Deskripsi Tugas — Tulis ulang semua baris di bawah ini tanpa perubahan apa pun. Jangan sertakan gambarnya dalam jawaban.

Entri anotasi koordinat
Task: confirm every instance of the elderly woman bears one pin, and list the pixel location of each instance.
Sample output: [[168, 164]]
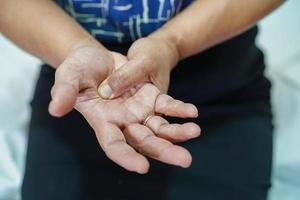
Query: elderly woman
[[114, 61]]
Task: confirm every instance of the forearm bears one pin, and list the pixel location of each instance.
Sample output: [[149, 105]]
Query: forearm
[[209, 22], [43, 29]]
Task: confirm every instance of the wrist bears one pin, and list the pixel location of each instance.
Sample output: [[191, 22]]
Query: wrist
[[172, 42]]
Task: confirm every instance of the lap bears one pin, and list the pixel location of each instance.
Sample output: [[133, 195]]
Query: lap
[[231, 160]]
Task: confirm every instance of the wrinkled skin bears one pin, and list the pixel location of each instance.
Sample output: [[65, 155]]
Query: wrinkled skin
[[129, 127]]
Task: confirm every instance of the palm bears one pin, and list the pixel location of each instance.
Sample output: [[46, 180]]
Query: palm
[[120, 125]]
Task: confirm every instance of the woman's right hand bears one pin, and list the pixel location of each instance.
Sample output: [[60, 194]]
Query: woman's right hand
[[130, 127]]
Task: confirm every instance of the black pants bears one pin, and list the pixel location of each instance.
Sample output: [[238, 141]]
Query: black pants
[[231, 160]]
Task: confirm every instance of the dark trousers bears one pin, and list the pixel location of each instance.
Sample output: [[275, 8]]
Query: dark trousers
[[231, 160]]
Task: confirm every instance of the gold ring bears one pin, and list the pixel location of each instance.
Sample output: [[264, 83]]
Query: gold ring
[[147, 119]]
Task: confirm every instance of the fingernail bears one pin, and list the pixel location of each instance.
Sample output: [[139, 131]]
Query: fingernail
[[105, 91]]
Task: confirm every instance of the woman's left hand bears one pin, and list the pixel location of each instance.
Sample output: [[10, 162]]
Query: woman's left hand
[[150, 60]]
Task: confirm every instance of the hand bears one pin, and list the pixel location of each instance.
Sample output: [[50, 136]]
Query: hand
[[127, 127], [150, 60]]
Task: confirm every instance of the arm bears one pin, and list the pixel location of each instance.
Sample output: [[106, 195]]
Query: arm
[[210, 22], [202, 25], [43, 29]]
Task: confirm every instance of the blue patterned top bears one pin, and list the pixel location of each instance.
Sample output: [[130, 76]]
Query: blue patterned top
[[122, 21]]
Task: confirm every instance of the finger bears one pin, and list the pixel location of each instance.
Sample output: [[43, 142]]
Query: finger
[[173, 132], [64, 92], [168, 106], [115, 147], [143, 139], [124, 78]]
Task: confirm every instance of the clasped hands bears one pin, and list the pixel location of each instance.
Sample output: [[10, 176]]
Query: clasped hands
[[123, 99]]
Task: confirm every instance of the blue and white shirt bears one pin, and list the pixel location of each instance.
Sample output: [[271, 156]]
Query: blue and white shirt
[[122, 21]]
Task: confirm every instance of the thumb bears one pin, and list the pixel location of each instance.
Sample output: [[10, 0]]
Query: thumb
[[129, 75], [64, 93]]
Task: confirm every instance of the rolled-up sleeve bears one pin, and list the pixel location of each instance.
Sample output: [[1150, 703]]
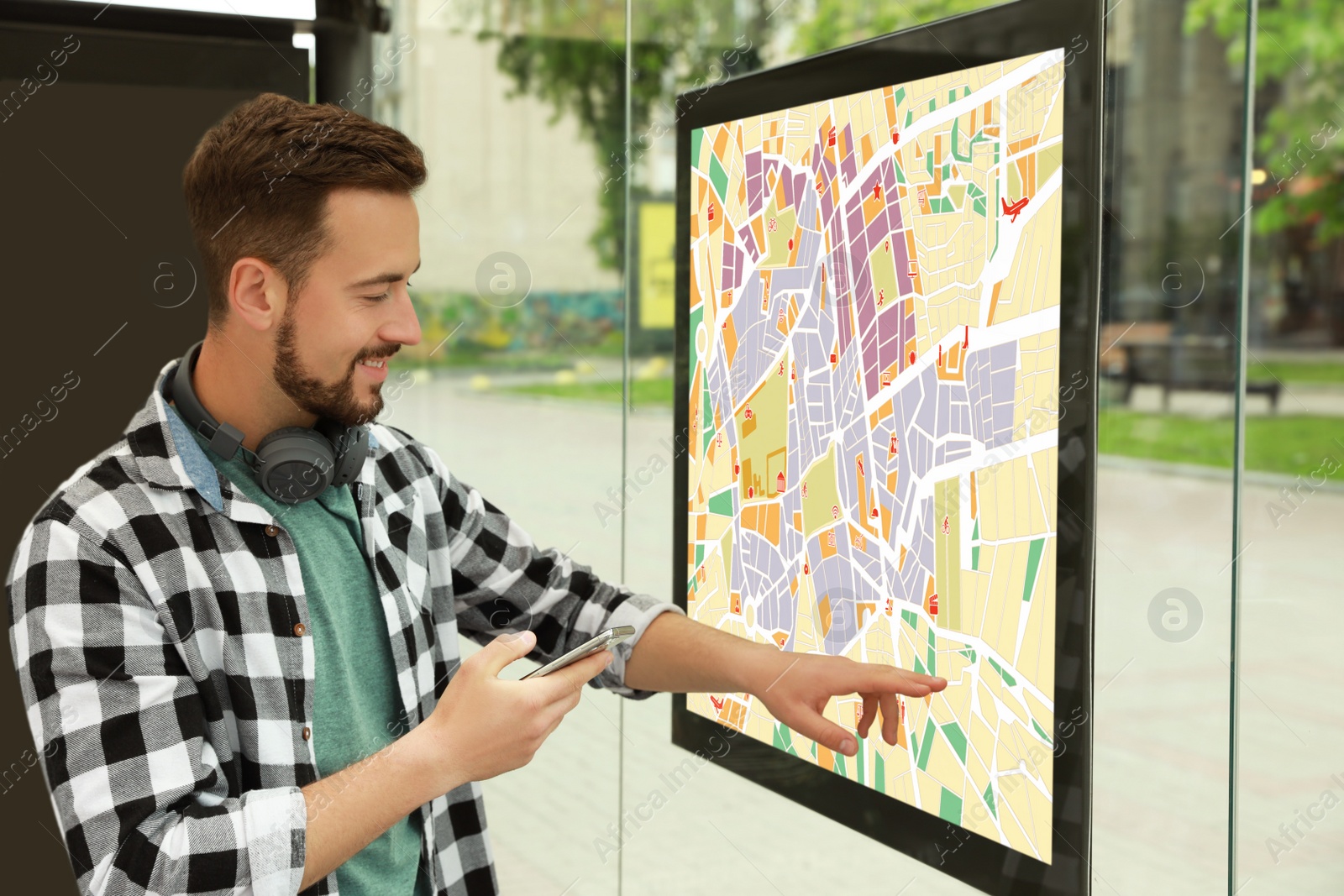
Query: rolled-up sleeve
[[121, 730], [504, 582]]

Jawaban Tugas —
Task: confirm every instance of the elderly woman bears one pin, and list the pixel location of each instance.
Sample output: [[168, 164]]
Query: elderly woman
[[114, 61]]
Task: confirm every instance of the forearm bears one pin, and list the pixel location of each instance.
Sample output: [[149, 105]]
Query: forearm
[[209, 22], [43, 29]]
Task: confirm every instance of the wrist bears one pin, and list the pixel location of each instance.
Sample output: [[191, 22]]
Query: wrist
[[172, 42]]
Task: confirm every instance of the lap bears one pin, and list the pixel location of each instance.
Sample output: [[133, 195]]
Query: lap
[[231, 160]]
Task: confirm every instance of the wrinkled skin bears one pin, and list the pixel location of each instance.
Sample output: [[65, 155]]
Query: wrinkled skin
[[129, 127]]
Task: confirm every instance of the palm bears one pin, and list the pixel location of each instance.
Sample output: [[46, 180]]
Query: palm
[[120, 125]]
Task: confirm every instance of the woman's right hand bears one pin, and list the pixel location of each instance.
Sample output: [[60, 194]]
Query: woman's right hand
[[130, 127]]
Task: confirm every instance of the black pants bears one pin, and list the pixel location of each instance.
Sample output: [[238, 141]]
Query: black pants
[[231, 160]]
Task: confirm every instance of the dark trousers bears one pin, and list the pixel location of each instance.
Sample output: [[275, 8]]
Query: dark trousers
[[231, 160]]
Task: confirm every instance of the gold ring bears one pin, and list the pixel location of each instance.
Sample output: [[264, 83]]
Query: gold ring
[[147, 119]]
Task: confirm every instance of the fingernail bears one pin, and list the pixel location of each instance.
Sample output: [[139, 131]]
Query: fingernail
[[105, 91]]
Task: confirm every instance of the woman's left hand bears one pin, and list the pixel location of each instance.
Sample output: [[10, 162]]
Query: woman's left hand
[[150, 60]]
Task: confirm every instance of the hand bears one pin, and list the pixel location of each instance.
Sample output: [[50, 136]]
Query: hand
[[127, 127], [150, 60]]
Task: confirm every instance of the arm bears one pin, and list the pixel location of each instance.
Sample output: [[106, 195]]
Query: arm
[[210, 22], [202, 25], [43, 29]]
Task: confirm every instance of the blue patterned top bears one pin, and list the pixel location of each instance.
Sample output: [[130, 76]]
Query: blue patterned top
[[122, 21]]
Task: confirm every instance of the finger bears one pin, and list the pixel location of each instance.
Sample output: [[43, 142]]
Query: finger
[[173, 132], [64, 92], [168, 106], [115, 147], [143, 139], [124, 78]]
Task: confirm every instance of the clasped hands bears one pin, and list the pixel location of each instance.
Sample output: [[10, 176]]
Query: clasped hands
[[123, 99]]
Task: confirm every instance of the blue and white shirt bears one pin, and list the pixel location of each instance.
Sample output: [[271, 156]]
Query: blue and white shirt
[[122, 21]]
Task: confirm every instance of the thumb bears one pin, and list the pixel location of each instance.
Sample output: [[10, 0]]
Query: thumb
[[129, 75], [64, 93]]
Task: confirm every instance of the rolled-up sleeve bears one pin, and list the pixel location of each instance.
Sample output: [[1150, 703]]
Query: rolled-up sleeve
[[121, 730], [504, 582]]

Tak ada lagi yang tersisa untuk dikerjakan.